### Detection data
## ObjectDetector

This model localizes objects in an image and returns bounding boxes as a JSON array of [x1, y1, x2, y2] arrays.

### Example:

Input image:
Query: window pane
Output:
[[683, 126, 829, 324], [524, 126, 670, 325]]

### Problem details
Output the data above again with no changes to any line.

### Response for this exercise
## ObjectDetector

This model localizes objects in an image and returns bounding boxes as a JSON array of [x1, y1, x2, y2] arrays.

### Example:

Input image:
Query: window pane
Output:
[[683, 126, 829, 324], [524, 126, 670, 325]]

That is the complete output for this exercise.